= QUOTED PASSAGE =
######
SCOTUS limits warrantless police activity

(AP Photo/Damian Dovarganes)

In 2015, Rhode Island resident Edward Caniglia was engaged in a heated argument with his wife. The fight grew out of control and at one point Caniglia retrieved one of his guns and presented it to his wife, asking her to shoot him. She fled the house and went to a hotel, calling the police and telling them that she feared her husband might be suicidal. Police rushed to the home without waiting to obtain a warrant, confiscated Caniglia’s firearms and took him to a hospital for a mental wellness check. He filed a lawsuit claiming that the police had no right to enter his home without a warrant and take his guns. One lower court after another sided with the police, but last night the Supreme Court unanimously ruled in Caniglia’s favor and reversed the previous rulings, saying that the man’s Fourth Amendment rights had been violated. As you can imagine, this ruling will have sweeping implications for law enforcement agencies around the nation. (Reuters)

The U.S. Supreme Court on Monday refused to make it easier for police to enter a home without a warrant for reasons of health or public safety, throwing out a lower court’s decision to dismiss a lawsuit brought by a Rhode Island man after officers entered his home and confiscated his guns.

The 9-0 ruling directed the Boston-based 1st U.S. Circuit Court of Appeals to reconsider Edward Caniglia’s lawsuit accusing police of violating his constitutional rights by bringing him to a hospital for a mental health evaluation and taking away his guns without a warrant after a 2015 argument with his wife.
######
= PARTS OF THE EXERCISE =
A. In the Supreme Court article, which court did the ruling direct to reconsider Edward Caniglia's lawsuit?
B. List every action the Supreme Court article says the police took after Caniglia's wife called them.
C. Rewrite the paragraph of the Supreme Court article that begins "In 2015, Rhode Island resident" as a short bulleted list that keeps its main facts.
######
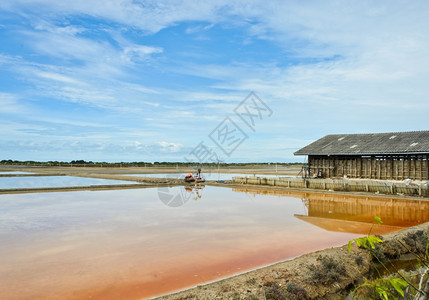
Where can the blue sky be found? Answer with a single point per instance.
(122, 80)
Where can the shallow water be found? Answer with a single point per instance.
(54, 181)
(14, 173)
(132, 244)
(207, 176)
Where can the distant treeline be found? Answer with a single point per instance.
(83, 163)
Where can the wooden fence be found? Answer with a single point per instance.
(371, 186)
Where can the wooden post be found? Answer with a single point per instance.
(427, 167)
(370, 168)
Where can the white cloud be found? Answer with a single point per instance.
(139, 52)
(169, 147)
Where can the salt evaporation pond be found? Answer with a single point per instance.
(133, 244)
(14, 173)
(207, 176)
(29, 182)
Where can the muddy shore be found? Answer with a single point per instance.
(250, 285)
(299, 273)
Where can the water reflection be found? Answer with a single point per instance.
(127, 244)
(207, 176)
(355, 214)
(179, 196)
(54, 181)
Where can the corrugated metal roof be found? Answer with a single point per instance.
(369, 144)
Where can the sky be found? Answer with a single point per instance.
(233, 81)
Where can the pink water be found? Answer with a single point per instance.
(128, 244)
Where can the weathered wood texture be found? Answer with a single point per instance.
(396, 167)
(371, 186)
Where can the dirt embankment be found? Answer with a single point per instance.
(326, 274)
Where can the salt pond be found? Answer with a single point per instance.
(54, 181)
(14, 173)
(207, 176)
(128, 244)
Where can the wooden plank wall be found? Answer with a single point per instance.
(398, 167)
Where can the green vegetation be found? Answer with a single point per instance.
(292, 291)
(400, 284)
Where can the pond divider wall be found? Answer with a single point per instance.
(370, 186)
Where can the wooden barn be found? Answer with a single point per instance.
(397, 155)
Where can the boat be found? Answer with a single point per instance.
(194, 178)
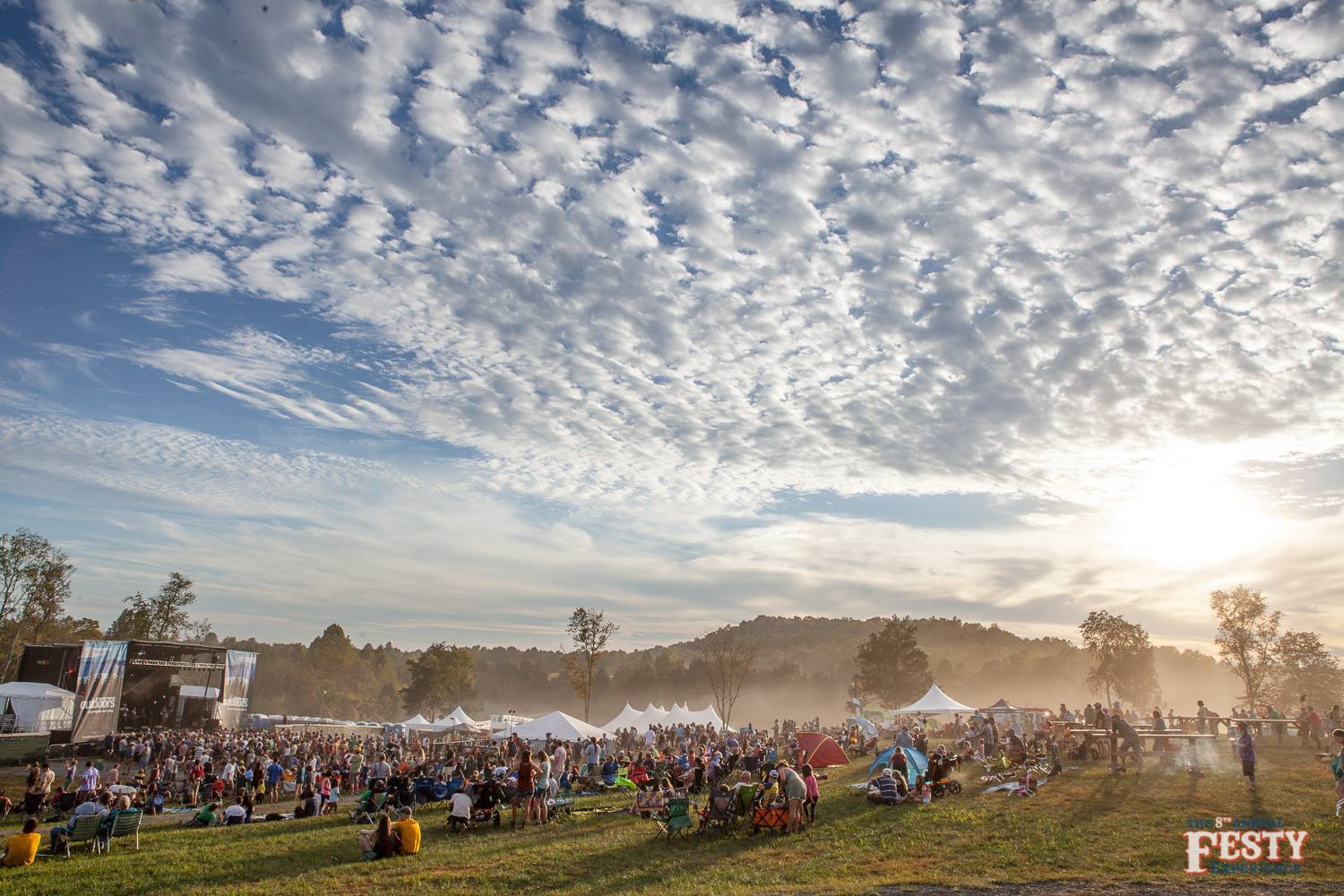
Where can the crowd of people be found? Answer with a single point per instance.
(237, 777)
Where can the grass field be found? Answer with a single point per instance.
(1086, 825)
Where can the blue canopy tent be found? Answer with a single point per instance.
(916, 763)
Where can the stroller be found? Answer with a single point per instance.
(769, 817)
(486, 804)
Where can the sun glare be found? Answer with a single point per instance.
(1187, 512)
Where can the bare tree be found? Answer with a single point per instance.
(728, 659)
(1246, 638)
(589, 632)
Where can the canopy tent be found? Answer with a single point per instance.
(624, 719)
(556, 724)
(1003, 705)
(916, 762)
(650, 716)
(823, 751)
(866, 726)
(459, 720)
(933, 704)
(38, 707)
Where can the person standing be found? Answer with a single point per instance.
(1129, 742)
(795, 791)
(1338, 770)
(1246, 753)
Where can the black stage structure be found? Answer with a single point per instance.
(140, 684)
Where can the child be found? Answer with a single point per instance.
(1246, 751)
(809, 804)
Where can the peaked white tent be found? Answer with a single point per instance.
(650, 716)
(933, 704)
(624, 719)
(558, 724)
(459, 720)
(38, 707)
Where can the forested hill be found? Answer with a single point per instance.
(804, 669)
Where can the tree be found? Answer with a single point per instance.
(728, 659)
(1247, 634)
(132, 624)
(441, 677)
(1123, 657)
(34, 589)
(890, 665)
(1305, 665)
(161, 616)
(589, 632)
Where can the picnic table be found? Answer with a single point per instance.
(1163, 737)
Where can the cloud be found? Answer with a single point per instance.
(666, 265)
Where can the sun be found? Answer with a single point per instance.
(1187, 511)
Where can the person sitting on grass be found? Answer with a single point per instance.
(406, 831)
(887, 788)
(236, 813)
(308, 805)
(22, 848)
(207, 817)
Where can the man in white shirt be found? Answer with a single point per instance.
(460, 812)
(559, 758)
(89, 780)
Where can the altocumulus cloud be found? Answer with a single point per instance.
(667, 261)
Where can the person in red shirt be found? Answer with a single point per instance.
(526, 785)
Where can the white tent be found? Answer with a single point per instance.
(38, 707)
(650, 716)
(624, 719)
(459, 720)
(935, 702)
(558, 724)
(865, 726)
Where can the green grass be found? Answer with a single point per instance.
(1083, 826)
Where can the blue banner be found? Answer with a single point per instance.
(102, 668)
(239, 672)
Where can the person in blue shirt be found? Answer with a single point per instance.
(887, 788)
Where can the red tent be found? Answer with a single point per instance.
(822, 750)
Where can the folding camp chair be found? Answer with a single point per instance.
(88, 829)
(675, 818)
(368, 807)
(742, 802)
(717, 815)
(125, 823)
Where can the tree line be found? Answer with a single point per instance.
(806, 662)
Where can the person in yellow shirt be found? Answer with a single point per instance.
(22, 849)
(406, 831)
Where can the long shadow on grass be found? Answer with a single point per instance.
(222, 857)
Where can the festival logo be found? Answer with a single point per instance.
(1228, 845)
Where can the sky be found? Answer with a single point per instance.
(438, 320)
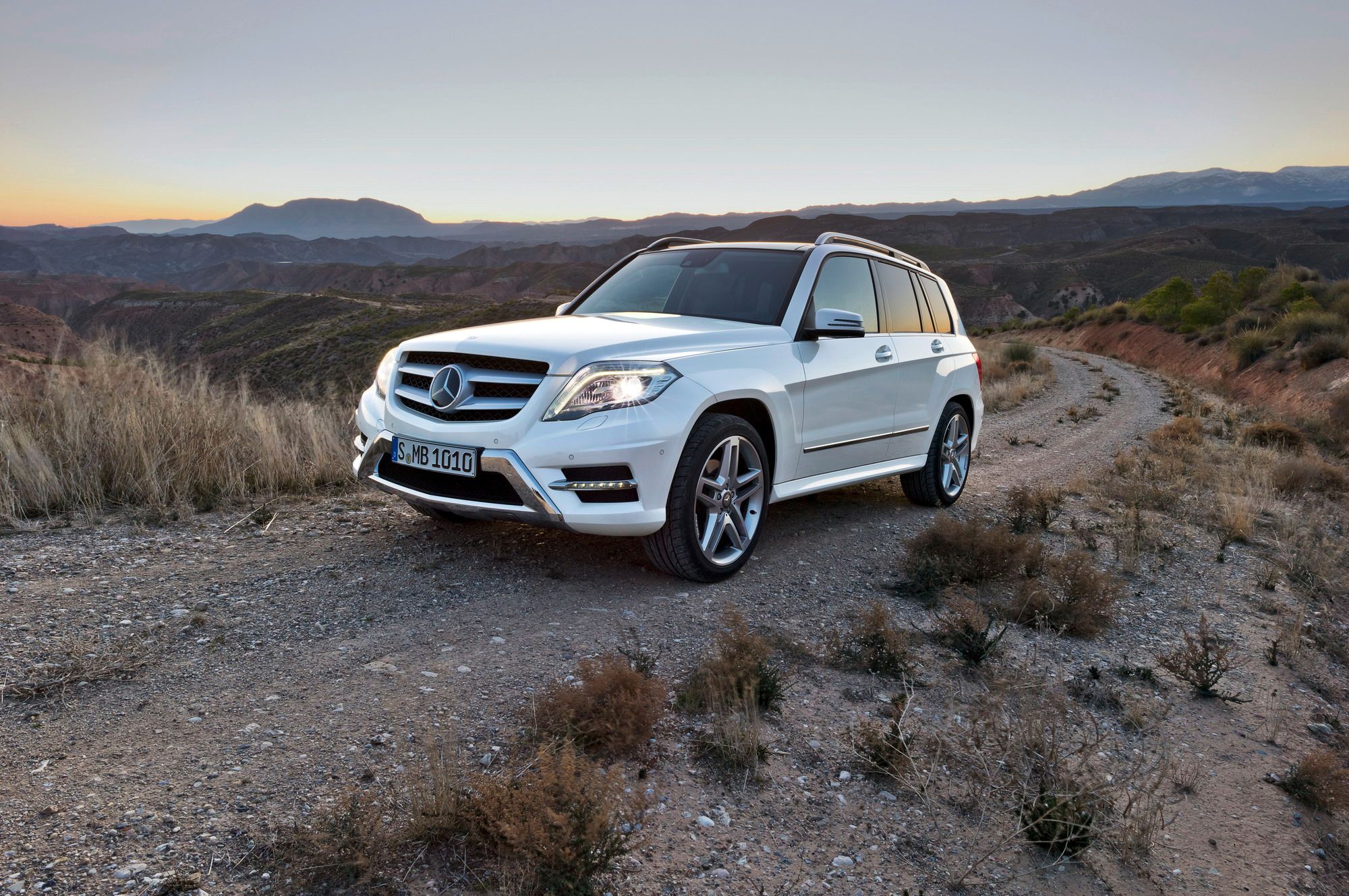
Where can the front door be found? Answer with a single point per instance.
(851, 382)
######
= TASK RESPONSES =
A. The Boston-based 1st U.S. Circuit Court of Appeals.

B.
- Rushed to the home without waiting to obtain a warrant
- Confiscated Caniglia's firearms
- Took him to a hospital for a mental wellness check

C.
- In 2015, Rhode Island resident Edward Caniglia argued heatedly with his wife, presented one of his guns to her, and asked her to shoot him.
- She fled to a hotel and called the police, saying she feared he might be suicidal.
- Without a warrant, police entered the home, confiscated his firearms, and took him to a hospital for a mental wellness check.
- Caniglia sued, claiming the police had no right to enter his home and take his guns without a warrant.
- Lower courts sided with the police, but the Supreme Court unanimously ruled in his favor and reversed those rulings, finding that his Fourth Amendment rights had been violated.
- The ruling is expected to have sweeping implications for law enforcement agencies nationwide.